● WHAT THE EXERCISE ASKS:
Here is a block of records. Copy every line in it that includes "submerged".

[Natural language region descriptions]

★ ★ ★ ★

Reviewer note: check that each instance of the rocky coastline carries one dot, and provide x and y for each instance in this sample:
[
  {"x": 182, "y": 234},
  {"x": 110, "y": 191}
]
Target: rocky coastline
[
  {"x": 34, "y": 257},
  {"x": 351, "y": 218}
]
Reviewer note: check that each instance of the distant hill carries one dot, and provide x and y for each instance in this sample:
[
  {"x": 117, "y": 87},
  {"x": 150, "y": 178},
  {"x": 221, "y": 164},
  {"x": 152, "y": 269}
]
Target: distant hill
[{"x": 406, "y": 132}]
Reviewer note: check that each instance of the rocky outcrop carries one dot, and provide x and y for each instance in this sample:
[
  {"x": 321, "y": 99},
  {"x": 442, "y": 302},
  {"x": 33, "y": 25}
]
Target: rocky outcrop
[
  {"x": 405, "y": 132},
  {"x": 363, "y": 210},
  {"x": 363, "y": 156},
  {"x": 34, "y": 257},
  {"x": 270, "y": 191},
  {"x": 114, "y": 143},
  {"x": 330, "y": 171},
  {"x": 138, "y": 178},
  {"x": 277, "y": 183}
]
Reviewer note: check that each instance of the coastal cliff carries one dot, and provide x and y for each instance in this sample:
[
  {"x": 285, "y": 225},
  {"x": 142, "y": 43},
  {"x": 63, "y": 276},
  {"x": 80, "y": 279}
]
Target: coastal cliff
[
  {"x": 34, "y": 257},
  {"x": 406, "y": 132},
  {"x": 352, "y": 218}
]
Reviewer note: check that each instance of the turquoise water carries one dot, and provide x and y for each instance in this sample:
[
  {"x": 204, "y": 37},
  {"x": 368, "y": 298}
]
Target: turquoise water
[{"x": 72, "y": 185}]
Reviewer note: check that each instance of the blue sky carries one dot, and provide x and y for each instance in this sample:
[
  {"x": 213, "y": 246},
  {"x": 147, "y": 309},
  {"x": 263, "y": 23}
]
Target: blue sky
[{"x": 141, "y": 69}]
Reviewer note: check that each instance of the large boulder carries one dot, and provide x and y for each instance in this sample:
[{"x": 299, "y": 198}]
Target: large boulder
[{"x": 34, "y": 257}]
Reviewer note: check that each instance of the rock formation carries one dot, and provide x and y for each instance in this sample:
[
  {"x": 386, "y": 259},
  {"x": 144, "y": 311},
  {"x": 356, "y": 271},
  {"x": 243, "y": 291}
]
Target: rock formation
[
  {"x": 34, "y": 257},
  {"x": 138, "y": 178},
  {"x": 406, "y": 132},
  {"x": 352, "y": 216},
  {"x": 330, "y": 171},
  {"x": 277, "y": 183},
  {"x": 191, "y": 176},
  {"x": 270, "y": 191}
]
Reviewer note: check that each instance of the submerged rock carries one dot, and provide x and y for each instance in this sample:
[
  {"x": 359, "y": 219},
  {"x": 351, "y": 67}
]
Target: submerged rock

★ ★ ★ ★

● YOUR RESPONSE:
Reviewer note: check that each instance of the submerged rock carries one dot, and provide x and y for each instance in this sample:
Target: submerged rock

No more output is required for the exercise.